**Work instruction**
Report every line of the listing below in which the string "Each" occurs.

====== Available records

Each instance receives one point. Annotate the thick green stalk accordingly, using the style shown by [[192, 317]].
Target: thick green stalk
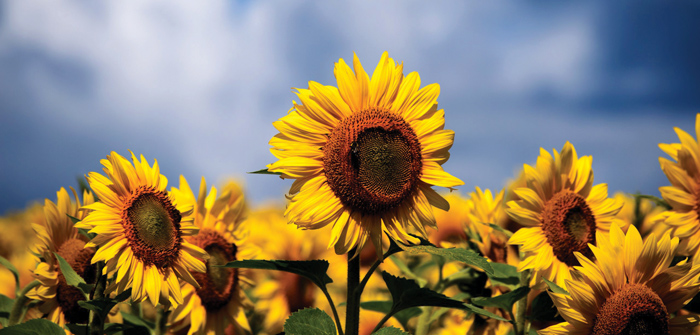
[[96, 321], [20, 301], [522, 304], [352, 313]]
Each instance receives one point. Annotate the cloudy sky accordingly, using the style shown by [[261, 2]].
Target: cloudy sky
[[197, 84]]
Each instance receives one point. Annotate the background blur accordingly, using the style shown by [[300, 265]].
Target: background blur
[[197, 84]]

============
====== Available records

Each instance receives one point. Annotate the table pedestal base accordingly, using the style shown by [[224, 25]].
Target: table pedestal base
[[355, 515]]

============
====== Available records

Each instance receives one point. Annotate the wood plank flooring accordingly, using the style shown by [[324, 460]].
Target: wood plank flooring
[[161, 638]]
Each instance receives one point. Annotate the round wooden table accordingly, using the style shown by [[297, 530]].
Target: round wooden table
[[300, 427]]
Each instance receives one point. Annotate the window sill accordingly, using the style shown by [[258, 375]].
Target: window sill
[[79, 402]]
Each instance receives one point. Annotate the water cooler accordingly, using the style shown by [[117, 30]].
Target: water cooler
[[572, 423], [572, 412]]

============

**Your response**
Each instance receives one point. Annotate the thick green stalk accordingly, using the style shown by [[192, 317]].
Each instance receives one point. Annotate the cloudy sky accordingly, using the style shown by [[261, 2]].
Each instance receives one point. Annotate the background blur accordingly, using the style shown by [[300, 265]].
Each instance receives one point. Annotate the table pedestal base accordingly, using the style shown by [[224, 25]].
Each instance receives one point. Annotate the wood plank flooring accordingly, using the style shown by [[324, 460]].
Each instance receives one point. Annotate the round wooden table accordingly, using the style shown by [[297, 530]].
Each instance receives one point. Annotate the window sill accordingly, using the style shown by [[258, 375]].
Each instance receives one point. Annotate the water cooler accordingly, using the style shown by [[117, 30]].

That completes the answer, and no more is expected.